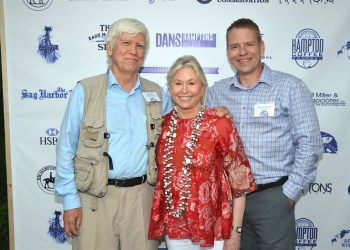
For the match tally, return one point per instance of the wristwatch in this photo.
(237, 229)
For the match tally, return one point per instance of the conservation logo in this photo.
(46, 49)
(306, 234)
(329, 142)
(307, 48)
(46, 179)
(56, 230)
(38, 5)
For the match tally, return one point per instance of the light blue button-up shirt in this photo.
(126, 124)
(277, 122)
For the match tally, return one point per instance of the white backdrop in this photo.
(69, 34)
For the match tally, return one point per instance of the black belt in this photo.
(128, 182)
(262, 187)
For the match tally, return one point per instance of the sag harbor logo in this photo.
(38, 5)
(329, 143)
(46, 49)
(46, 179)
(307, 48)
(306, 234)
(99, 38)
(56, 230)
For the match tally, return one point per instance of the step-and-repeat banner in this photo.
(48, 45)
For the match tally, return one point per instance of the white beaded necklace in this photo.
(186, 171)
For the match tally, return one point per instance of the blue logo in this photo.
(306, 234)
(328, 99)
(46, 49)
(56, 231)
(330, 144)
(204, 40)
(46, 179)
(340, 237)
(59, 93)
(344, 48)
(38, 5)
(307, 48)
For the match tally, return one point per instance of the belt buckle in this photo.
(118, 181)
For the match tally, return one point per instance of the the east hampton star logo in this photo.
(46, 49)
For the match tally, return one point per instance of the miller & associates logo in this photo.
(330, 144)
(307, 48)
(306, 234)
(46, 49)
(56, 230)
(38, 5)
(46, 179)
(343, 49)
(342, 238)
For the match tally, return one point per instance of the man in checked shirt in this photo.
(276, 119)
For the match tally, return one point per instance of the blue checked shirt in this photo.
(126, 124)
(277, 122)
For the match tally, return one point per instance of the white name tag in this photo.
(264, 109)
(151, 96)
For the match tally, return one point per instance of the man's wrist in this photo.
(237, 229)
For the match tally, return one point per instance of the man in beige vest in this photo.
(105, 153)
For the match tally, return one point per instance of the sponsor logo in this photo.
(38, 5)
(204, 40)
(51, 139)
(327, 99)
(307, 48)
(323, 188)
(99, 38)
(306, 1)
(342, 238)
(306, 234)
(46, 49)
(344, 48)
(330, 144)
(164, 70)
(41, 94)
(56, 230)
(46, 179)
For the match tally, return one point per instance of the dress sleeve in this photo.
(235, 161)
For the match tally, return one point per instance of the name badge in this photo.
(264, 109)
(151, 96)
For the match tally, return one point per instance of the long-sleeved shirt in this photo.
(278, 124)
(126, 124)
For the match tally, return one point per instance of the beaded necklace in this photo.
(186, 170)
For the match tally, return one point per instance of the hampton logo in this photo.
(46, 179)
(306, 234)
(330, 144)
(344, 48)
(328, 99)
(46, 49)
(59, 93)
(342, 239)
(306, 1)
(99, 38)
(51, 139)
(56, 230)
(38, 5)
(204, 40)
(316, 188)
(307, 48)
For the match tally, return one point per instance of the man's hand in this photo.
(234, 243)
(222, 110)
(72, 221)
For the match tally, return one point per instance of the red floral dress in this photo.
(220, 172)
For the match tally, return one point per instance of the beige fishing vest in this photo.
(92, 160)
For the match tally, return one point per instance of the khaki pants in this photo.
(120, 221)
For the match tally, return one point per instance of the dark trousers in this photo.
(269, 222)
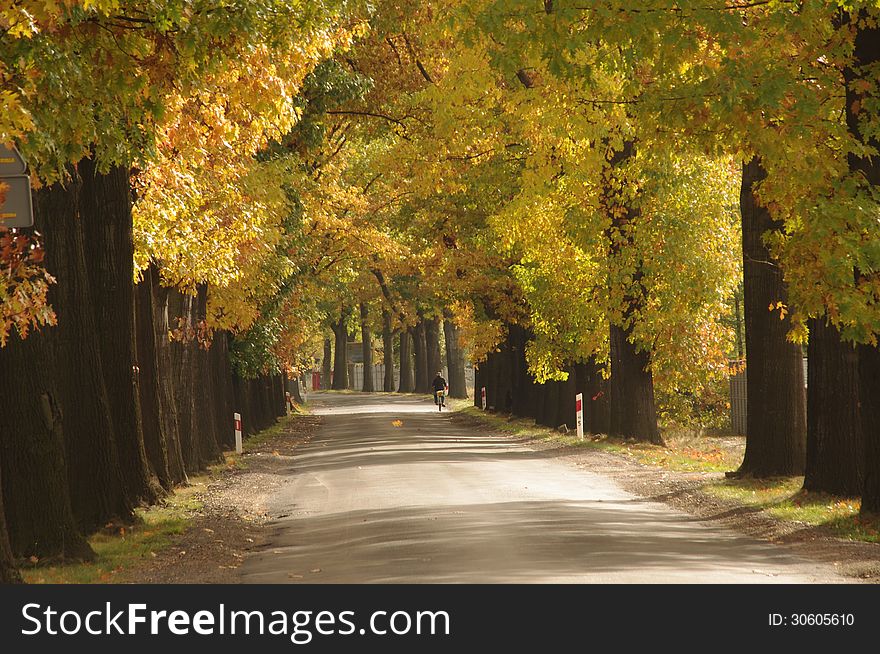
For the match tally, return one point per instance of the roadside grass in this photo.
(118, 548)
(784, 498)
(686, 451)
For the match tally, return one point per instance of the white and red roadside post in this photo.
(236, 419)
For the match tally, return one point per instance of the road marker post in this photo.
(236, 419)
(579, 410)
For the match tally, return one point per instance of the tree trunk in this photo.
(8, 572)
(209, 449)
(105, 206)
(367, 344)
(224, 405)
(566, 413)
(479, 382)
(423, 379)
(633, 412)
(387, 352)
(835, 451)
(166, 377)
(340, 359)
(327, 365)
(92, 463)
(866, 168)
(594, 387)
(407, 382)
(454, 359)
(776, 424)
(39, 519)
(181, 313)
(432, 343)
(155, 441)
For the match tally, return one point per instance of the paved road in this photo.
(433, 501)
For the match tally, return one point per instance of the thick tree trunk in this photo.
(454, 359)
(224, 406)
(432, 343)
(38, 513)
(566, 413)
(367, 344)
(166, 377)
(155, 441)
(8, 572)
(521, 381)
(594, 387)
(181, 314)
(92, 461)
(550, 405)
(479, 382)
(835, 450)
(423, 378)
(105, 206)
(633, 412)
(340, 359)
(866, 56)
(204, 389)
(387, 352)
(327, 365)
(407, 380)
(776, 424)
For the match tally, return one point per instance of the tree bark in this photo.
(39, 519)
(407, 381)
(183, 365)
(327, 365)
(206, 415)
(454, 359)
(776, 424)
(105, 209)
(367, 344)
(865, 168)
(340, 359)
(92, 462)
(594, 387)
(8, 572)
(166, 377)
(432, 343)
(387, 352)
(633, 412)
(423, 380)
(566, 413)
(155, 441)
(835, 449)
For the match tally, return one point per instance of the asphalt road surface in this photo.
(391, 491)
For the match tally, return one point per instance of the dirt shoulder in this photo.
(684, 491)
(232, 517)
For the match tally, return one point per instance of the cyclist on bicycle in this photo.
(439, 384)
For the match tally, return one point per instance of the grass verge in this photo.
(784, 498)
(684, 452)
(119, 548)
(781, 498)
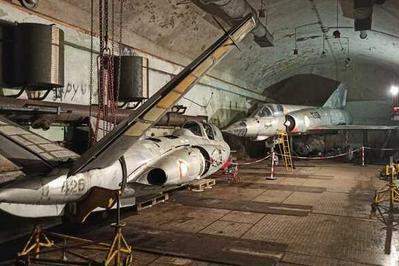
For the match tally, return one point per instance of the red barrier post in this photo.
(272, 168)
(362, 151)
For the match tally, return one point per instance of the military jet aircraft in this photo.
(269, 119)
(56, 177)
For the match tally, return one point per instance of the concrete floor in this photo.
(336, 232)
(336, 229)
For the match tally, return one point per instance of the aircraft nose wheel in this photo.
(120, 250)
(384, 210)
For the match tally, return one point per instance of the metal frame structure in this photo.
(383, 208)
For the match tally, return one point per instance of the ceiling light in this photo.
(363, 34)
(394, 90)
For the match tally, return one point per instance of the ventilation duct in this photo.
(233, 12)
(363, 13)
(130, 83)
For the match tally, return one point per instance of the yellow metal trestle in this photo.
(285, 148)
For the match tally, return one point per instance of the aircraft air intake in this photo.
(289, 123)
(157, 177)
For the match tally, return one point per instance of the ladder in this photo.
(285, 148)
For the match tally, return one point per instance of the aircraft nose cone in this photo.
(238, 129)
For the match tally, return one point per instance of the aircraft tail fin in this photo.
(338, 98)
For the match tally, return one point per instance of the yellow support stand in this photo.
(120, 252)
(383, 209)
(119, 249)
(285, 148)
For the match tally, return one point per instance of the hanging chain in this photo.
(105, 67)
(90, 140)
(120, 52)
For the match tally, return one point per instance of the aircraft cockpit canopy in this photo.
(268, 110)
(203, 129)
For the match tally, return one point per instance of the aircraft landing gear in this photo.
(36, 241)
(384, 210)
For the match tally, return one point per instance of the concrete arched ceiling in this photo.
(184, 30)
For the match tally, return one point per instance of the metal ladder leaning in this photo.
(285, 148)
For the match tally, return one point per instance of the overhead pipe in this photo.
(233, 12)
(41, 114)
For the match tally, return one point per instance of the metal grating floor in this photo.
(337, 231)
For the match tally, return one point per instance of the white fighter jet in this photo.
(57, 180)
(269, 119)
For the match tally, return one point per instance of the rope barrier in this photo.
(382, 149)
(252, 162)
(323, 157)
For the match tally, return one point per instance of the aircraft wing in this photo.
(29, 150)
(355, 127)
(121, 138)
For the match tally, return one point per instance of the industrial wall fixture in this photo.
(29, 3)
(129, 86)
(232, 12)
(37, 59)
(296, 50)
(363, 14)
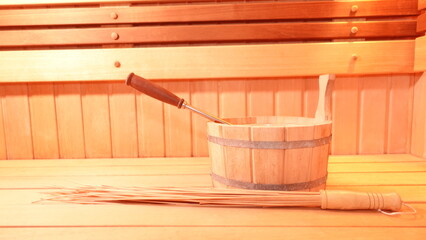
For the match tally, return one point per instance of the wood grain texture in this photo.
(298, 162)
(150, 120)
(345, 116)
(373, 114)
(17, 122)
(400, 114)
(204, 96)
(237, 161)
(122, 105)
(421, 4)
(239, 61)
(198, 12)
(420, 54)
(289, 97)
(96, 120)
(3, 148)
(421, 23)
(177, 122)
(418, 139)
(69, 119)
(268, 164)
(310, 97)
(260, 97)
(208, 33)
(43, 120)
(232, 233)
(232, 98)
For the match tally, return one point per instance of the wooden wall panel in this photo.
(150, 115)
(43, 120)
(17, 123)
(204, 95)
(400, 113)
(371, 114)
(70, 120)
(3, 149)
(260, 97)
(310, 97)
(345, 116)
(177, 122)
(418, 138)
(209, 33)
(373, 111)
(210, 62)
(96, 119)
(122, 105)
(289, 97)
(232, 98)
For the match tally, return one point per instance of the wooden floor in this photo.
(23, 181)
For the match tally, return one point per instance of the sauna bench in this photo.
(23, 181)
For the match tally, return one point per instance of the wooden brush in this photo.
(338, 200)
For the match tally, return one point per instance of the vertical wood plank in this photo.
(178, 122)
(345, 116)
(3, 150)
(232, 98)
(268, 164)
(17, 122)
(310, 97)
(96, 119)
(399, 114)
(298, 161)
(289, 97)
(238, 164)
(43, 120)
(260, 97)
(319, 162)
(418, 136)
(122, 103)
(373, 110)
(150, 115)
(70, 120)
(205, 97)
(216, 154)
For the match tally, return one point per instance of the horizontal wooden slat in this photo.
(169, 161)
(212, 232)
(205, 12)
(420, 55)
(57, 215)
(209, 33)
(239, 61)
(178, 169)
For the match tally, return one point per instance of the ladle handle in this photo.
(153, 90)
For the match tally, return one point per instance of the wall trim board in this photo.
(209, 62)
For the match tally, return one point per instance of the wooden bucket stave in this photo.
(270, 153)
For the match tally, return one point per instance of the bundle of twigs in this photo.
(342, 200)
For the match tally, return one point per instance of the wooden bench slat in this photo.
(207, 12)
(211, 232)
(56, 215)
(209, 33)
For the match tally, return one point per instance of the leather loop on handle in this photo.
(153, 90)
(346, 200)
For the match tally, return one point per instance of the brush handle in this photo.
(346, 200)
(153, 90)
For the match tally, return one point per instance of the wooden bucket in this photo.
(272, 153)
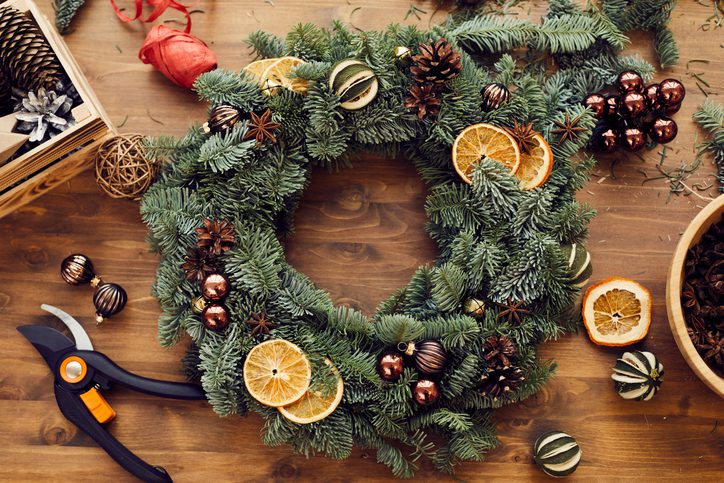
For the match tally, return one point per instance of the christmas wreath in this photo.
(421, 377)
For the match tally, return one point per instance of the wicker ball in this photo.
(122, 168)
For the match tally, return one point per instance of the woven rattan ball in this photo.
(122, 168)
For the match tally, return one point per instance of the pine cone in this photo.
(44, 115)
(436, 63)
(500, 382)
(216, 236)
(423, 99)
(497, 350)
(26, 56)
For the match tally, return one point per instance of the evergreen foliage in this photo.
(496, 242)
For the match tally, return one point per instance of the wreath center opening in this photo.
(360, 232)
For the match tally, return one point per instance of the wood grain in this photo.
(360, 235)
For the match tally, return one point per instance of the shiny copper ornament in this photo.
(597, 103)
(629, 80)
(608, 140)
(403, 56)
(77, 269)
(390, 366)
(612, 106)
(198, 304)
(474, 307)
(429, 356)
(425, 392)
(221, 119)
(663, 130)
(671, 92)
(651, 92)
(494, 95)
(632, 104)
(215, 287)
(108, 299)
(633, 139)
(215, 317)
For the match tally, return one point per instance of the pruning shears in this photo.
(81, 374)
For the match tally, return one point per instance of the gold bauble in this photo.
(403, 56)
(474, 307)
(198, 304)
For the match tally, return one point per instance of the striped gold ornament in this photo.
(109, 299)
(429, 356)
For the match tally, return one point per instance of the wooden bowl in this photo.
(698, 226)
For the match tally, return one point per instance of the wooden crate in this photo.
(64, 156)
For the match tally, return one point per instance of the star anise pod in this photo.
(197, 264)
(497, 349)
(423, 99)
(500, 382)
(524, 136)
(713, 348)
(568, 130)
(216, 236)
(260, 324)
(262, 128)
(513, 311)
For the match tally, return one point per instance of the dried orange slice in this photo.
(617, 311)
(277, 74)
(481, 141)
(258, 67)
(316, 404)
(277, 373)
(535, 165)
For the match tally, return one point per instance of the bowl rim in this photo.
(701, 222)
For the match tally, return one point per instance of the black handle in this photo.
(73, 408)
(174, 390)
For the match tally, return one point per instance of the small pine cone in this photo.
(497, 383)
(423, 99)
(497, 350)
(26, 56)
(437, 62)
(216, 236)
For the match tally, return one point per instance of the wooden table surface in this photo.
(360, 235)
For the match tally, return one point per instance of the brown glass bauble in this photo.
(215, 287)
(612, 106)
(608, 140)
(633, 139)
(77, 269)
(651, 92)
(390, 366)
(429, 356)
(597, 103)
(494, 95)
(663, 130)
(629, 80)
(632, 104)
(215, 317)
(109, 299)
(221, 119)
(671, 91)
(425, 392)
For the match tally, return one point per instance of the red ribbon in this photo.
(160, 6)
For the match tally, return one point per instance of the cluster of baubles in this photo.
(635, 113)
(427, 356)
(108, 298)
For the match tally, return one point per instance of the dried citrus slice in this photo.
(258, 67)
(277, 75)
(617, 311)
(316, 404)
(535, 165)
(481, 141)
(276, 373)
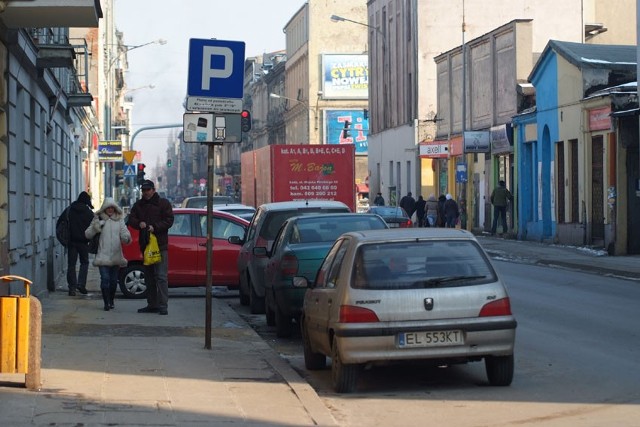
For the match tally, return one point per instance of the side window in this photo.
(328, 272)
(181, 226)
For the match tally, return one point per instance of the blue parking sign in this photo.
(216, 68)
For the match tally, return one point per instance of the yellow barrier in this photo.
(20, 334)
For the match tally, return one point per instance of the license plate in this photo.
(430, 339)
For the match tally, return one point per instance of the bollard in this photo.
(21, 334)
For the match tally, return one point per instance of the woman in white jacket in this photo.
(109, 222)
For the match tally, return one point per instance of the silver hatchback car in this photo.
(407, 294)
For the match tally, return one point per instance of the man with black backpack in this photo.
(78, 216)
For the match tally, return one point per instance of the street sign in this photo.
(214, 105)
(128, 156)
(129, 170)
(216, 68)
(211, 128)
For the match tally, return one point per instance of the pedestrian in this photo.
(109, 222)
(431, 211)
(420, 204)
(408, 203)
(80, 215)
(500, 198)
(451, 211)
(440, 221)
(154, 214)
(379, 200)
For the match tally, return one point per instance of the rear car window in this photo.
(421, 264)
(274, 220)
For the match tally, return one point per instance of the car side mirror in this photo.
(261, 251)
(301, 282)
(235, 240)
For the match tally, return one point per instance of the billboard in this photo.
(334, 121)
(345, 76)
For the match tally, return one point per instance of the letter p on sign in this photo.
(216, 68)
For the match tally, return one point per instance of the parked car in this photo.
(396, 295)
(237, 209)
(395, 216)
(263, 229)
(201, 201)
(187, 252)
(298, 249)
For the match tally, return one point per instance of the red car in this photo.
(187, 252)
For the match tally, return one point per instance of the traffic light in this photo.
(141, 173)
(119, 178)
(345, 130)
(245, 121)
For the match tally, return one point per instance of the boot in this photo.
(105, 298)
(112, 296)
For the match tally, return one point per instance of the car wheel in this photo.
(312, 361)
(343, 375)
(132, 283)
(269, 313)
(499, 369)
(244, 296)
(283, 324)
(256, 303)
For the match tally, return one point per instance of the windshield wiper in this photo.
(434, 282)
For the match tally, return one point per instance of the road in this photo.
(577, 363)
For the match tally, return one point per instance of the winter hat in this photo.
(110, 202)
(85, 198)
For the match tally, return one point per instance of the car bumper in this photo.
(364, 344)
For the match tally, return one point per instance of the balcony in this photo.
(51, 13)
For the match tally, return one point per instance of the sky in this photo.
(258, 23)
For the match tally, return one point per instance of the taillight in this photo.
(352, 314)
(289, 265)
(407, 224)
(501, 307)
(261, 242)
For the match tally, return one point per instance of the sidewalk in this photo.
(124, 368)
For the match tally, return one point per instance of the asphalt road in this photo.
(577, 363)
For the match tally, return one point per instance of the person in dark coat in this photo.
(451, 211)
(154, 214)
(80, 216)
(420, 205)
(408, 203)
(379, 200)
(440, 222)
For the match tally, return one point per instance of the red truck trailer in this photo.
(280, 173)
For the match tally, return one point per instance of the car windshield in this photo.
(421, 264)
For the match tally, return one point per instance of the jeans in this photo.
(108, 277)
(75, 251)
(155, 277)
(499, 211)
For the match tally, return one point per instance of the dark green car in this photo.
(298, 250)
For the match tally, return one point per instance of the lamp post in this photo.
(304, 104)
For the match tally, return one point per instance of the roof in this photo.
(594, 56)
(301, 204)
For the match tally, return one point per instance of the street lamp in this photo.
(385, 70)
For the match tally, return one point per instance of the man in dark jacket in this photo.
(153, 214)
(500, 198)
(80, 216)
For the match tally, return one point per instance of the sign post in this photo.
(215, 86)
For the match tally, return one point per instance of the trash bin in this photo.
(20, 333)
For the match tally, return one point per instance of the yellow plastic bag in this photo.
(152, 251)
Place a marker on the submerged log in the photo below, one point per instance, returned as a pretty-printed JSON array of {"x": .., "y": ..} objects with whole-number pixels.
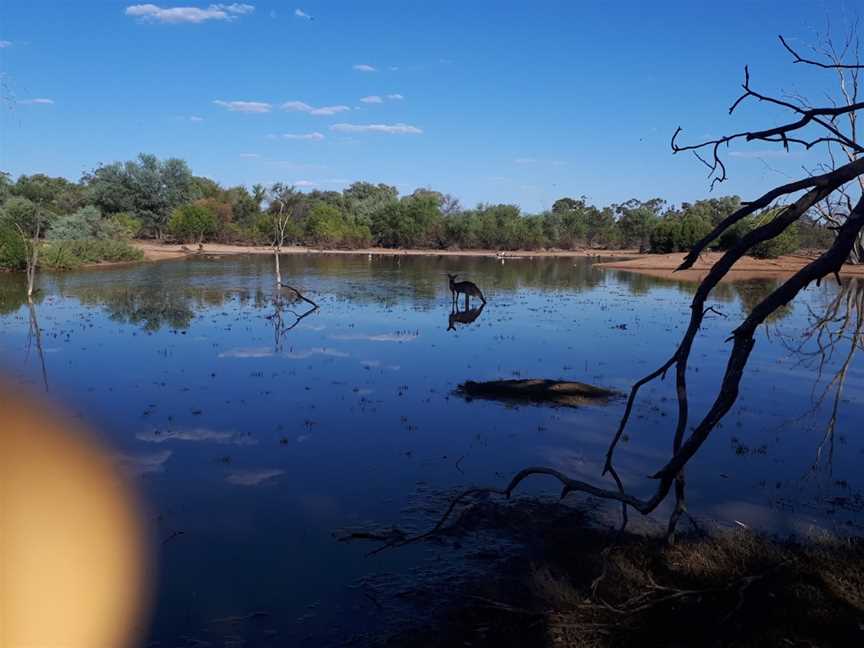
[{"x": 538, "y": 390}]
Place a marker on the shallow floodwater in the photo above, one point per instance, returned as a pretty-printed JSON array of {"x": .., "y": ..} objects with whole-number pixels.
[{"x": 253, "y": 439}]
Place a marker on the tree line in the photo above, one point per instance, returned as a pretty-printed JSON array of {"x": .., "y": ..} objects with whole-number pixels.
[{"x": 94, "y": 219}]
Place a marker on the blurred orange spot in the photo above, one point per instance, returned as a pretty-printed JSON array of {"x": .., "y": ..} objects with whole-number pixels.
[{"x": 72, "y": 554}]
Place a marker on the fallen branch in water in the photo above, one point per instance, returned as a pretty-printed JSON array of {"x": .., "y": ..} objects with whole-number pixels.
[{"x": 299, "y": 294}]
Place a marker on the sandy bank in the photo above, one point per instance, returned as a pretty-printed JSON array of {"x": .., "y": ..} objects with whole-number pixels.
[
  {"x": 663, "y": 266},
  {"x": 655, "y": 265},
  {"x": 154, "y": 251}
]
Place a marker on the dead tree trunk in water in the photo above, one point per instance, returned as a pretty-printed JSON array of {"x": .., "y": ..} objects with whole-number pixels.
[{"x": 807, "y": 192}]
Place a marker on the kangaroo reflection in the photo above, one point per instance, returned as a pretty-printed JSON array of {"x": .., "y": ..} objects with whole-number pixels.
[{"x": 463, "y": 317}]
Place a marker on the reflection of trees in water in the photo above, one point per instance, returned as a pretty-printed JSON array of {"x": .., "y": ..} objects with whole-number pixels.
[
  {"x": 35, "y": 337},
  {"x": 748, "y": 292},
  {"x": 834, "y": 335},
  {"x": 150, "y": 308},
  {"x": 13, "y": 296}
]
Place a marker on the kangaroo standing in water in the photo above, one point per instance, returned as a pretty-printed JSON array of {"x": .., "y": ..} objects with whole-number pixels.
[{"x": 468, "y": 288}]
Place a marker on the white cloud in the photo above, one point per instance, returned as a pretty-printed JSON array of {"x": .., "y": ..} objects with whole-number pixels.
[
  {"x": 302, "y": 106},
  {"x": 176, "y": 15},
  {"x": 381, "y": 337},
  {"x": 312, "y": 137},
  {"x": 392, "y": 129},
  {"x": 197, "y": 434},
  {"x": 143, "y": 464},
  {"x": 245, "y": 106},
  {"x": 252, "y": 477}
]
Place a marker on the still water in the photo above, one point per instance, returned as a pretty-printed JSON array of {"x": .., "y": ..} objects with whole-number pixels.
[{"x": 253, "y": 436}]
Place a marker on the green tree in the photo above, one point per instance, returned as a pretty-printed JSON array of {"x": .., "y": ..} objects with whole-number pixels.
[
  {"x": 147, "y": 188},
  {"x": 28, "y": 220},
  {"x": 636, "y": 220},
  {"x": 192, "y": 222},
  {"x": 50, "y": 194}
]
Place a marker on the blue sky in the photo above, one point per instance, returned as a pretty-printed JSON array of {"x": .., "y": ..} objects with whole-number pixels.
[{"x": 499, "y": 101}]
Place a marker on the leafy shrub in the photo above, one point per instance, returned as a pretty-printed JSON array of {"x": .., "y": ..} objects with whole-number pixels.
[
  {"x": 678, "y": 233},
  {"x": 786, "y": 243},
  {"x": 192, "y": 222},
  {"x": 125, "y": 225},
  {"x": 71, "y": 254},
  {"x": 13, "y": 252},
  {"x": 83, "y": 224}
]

-- PROMPT --
Find the line that contains "Place a marker on the still". Repeat it and every line after it, exactly as written, up to and including the last line of the records above.

-- OUTPUT --
Place a marker on the still water in the photo above, one point per instance, returned as a pretty-printed JSON array of {"x": .., "y": ..} objects with whole-number pixels.
[{"x": 253, "y": 436}]
Place a marker on the green tree in the photo above, one point per instance, returned as a pretty-printed JSON array of {"x": .., "y": ..} objects with whole-number pixels.
[
  {"x": 147, "y": 188},
  {"x": 28, "y": 220},
  {"x": 636, "y": 220},
  {"x": 192, "y": 222},
  {"x": 50, "y": 194}
]
Place a marker on the blue sky in the photo above, one point per instance, returned as a pretty-printed JSON array of {"x": .., "y": ..} objects with whole-number pixels.
[{"x": 499, "y": 101}]
Place a marker on the leafy shrub in the photo above, one point per instance, returned as a pretty-printed JSON array of {"x": .., "y": ..} objects with whole-number pixels.
[
  {"x": 678, "y": 233},
  {"x": 786, "y": 243},
  {"x": 192, "y": 222},
  {"x": 125, "y": 225},
  {"x": 71, "y": 254},
  {"x": 13, "y": 252},
  {"x": 83, "y": 224}
]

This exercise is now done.